__DATASET RECORDS__.
# # # #

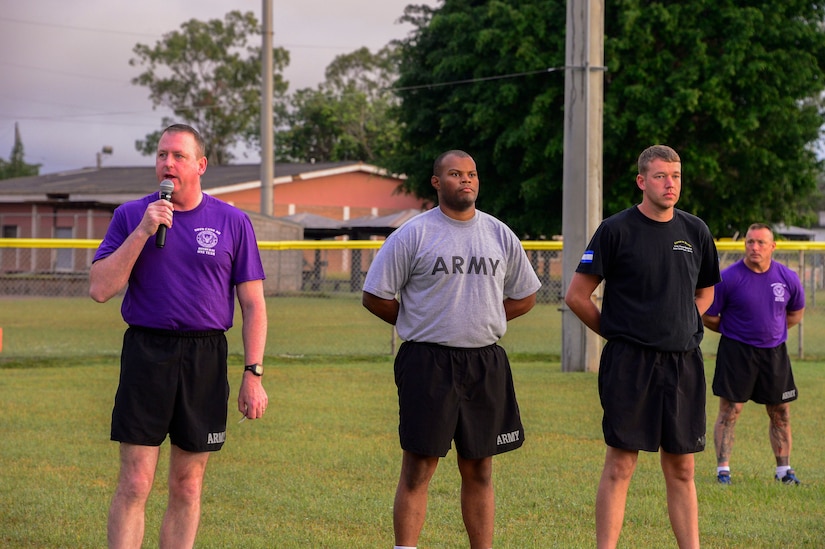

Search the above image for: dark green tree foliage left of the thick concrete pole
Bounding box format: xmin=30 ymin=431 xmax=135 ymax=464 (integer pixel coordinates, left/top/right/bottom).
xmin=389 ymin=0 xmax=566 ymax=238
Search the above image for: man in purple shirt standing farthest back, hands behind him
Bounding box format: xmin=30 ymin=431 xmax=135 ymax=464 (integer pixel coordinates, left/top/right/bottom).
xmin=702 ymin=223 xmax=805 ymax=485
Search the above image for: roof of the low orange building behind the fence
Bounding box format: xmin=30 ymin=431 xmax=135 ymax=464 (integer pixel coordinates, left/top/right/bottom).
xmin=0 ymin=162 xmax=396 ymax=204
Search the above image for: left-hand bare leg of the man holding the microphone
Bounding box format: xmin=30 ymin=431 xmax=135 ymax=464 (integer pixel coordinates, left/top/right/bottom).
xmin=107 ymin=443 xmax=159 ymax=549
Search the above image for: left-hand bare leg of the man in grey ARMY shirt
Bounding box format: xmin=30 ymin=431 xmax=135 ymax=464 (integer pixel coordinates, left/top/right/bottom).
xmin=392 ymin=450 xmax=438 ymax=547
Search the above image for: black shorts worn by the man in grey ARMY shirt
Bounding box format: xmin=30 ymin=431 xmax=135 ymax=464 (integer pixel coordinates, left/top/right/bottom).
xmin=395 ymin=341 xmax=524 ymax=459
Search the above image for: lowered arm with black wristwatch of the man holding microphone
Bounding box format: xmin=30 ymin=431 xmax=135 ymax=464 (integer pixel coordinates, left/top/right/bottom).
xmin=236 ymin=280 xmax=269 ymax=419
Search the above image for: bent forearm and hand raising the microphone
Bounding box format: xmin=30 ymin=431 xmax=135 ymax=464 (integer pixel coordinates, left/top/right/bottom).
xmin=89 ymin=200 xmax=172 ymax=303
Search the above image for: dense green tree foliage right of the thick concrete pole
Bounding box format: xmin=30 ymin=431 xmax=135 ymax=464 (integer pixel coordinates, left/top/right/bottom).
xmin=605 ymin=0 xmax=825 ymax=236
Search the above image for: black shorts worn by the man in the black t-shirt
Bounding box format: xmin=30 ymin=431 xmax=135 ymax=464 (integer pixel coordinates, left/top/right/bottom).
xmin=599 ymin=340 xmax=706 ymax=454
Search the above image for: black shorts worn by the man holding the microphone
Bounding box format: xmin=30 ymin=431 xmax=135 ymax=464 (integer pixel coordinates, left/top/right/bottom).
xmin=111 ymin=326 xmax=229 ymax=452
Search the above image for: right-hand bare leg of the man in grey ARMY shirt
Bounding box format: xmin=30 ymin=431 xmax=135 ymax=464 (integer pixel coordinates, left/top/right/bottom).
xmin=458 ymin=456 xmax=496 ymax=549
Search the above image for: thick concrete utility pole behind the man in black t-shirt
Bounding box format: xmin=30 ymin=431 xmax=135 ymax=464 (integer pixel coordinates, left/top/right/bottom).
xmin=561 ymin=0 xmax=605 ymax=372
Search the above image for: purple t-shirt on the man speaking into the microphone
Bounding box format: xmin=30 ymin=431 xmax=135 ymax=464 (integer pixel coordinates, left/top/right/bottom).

# # # #

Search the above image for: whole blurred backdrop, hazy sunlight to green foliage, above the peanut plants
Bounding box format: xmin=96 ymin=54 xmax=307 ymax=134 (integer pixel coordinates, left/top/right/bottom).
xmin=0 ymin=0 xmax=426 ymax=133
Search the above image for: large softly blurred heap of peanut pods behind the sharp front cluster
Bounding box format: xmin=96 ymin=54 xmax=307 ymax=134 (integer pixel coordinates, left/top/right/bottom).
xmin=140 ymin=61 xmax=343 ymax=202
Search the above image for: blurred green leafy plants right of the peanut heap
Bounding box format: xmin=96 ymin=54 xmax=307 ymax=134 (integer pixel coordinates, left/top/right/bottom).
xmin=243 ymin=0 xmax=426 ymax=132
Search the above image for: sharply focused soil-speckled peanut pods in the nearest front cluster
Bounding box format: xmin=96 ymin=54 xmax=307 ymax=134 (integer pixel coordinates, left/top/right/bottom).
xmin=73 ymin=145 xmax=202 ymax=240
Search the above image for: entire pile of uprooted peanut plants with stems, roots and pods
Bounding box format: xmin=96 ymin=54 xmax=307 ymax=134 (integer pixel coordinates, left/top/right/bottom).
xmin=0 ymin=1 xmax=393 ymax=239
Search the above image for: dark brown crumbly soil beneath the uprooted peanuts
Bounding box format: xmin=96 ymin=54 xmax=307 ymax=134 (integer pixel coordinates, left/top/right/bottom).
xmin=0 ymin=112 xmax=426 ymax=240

# # # #

__TASK TO COMPLETE__. Out of the listing above, reproduce exactly the lines from the one with "Search the above image for: dark green" up to and including the one with "Search the above image for: bent".

__ANSWER BELOW__.
Search the above image for: dark green tree foliage left of the thick concrete pole
Bounding box format: xmin=30 ymin=431 xmax=135 ymax=464 (integer pixel coordinates, left/top/right/bottom).
xmin=389 ymin=0 xmax=566 ymax=238
Search the above image for: man in purple shirt standing farthest back, hands behind him
Bounding box format: xmin=30 ymin=431 xmax=135 ymax=464 (integer pixel coordinates, left/top/right/bottom).
xmin=702 ymin=223 xmax=805 ymax=485
Search the above image for: roof of the low orange building behind the fence
Bounding box format: xmin=30 ymin=431 xmax=135 ymax=464 (integer pixel coordinates, left/top/right/bottom).
xmin=0 ymin=162 xmax=396 ymax=204
Search the above image for: left-hand bare leg of the man holding the microphone
Bounding box format: xmin=30 ymin=431 xmax=135 ymax=464 (integer pixel coordinates, left/top/right/bottom).
xmin=107 ymin=443 xmax=159 ymax=549
Search the above image for: left-hand bare leg of the man in grey ARMY shirt
Bounding box format: xmin=30 ymin=431 xmax=135 ymax=464 (integer pixel coordinates, left/top/right/bottom).
xmin=392 ymin=450 xmax=438 ymax=547
Search the above image for: black shorts worn by the man in grey ARMY shirt
Bounding box format: xmin=30 ymin=431 xmax=135 ymax=464 (integer pixel coordinates, left/top/right/bottom).
xmin=395 ymin=341 xmax=524 ymax=459
Search the above image for: lowered arm with black wristwatch of the man holding microphone
Bounding box format: xmin=30 ymin=431 xmax=135 ymax=464 (integer pixel coordinates, left/top/right/bottom).
xmin=236 ymin=280 xmax=269 ymax=419
Search the above image for: bent forearm and hand raising the microphone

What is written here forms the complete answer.